▶ Records supplied

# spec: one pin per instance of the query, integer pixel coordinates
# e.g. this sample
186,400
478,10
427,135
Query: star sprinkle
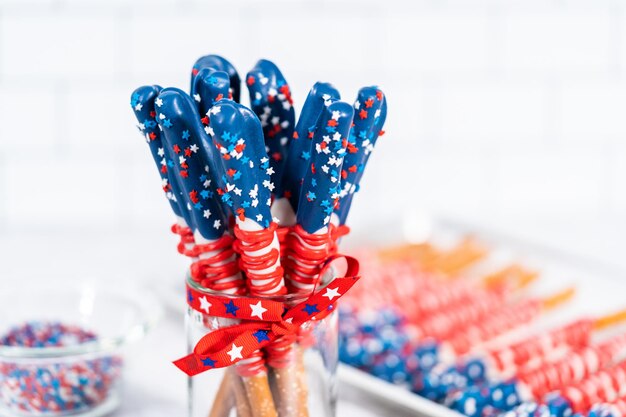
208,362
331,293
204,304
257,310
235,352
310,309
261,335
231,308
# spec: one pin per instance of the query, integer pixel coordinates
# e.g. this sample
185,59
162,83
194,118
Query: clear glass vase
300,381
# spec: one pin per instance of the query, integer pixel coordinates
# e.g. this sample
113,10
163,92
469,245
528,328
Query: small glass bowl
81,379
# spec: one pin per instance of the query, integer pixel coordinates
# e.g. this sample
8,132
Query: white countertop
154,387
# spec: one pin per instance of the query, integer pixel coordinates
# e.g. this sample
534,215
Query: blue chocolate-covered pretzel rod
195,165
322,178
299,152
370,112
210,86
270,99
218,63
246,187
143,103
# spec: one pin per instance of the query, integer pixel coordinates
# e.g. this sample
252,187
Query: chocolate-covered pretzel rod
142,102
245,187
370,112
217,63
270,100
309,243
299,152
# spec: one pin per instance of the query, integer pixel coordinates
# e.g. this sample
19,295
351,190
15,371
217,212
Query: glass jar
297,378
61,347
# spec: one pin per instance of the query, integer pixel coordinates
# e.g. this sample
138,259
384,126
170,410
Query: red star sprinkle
---
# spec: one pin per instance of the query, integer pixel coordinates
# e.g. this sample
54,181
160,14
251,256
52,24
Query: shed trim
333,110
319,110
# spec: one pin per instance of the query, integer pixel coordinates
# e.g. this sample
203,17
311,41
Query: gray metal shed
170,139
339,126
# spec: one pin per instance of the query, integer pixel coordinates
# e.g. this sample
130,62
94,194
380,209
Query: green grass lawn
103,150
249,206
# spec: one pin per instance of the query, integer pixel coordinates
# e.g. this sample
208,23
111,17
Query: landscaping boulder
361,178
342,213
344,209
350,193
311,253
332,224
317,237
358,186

▶ Stated goal
How many lines in the records above contain "star", with case counting? Give only the number.

▶ Problem solution
2